Work required: In the text about Prince Twins Seven-Seven, what name did his grandmother call him?

Lone survivor of seven sets of twins born to his mother, he started life as a legend among the Yoruba in Nigeria, who have one of the highest rates of twin births and infant deaths in the world. According to family lore, he was the spirit that kept trying to be born and kept being turned back, the child “born to die.” Bamidele to his father, Olaniyi to his grandmother, Prince Twins Seven-Seven renamed himself in adulthood to commemorate newly found royal lineage and the circumstances of his birth, which colored his life and shaped his art. Deeply conscious of these aspects of his nature, he has conveyed in art his personal understanding of a world teeming with spirits and populated with myths.

Entries provided:
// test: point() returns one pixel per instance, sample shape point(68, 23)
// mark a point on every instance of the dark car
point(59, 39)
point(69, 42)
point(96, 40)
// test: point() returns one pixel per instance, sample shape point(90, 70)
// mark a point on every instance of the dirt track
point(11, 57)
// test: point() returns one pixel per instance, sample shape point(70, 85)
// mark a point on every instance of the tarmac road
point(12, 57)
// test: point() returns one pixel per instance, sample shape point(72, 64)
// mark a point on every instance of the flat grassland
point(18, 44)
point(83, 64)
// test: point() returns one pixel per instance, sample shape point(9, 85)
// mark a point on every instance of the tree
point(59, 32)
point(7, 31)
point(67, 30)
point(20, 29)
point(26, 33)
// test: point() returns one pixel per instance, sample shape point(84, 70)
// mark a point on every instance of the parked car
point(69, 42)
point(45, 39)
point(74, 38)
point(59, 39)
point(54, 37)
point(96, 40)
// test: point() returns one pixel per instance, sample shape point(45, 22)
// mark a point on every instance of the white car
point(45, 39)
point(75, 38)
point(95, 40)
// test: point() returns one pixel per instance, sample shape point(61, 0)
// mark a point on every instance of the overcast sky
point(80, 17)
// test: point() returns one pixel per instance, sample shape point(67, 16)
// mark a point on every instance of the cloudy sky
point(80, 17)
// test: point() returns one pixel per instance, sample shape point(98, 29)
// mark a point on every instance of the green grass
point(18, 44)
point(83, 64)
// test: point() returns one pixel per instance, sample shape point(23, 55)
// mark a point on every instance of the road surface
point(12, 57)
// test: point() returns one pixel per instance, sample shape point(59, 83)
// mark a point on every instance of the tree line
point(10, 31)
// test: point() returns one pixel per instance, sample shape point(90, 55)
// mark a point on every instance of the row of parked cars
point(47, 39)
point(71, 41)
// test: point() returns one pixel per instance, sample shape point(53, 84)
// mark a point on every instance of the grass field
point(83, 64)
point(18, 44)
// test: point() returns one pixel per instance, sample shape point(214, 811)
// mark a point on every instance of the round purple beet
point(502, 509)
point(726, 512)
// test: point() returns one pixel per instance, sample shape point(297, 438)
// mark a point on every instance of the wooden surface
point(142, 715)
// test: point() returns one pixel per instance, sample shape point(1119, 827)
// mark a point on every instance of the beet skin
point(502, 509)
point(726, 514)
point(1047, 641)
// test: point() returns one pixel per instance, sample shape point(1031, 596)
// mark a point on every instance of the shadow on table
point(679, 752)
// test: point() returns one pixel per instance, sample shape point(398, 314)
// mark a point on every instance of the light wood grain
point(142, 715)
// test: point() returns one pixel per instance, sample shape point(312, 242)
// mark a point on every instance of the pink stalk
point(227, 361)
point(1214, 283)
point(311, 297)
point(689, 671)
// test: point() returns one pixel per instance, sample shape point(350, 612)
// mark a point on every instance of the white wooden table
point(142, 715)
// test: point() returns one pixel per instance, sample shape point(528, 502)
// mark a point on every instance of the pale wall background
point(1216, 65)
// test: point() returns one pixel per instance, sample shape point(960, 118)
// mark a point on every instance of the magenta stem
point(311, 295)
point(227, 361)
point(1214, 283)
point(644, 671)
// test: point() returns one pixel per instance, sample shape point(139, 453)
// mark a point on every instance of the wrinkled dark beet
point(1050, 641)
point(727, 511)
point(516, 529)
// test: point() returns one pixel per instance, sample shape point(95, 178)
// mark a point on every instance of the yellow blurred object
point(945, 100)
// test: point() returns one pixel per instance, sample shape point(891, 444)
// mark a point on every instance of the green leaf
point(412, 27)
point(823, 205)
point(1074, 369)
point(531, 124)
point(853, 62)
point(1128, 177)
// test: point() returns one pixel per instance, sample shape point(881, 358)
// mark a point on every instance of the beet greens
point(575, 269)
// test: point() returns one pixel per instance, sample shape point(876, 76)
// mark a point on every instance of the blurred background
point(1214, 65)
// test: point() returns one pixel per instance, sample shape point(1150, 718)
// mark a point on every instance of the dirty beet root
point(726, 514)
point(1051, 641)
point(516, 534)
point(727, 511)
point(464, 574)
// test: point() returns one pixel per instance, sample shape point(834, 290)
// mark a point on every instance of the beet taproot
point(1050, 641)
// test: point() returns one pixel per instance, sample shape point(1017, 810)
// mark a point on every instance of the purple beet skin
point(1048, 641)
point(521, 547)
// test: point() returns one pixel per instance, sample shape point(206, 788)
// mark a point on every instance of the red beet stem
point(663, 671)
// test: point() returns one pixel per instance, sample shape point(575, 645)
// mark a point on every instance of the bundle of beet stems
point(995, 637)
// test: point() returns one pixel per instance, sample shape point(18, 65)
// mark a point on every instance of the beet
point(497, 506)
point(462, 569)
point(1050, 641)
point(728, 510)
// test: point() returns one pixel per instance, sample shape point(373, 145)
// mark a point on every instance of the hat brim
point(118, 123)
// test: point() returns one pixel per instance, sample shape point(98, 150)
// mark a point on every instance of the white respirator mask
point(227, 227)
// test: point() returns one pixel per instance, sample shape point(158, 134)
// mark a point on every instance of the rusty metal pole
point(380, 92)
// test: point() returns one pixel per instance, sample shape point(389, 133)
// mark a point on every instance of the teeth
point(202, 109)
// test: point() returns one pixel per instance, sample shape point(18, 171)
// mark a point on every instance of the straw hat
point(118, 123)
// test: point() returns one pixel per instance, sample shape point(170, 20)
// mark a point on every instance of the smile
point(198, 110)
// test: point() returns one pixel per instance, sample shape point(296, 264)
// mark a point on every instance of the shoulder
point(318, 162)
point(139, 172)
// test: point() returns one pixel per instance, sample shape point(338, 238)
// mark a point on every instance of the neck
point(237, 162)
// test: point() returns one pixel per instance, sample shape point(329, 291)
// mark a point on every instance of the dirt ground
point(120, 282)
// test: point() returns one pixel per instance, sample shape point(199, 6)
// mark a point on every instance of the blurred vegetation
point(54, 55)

Task response: Olaniyi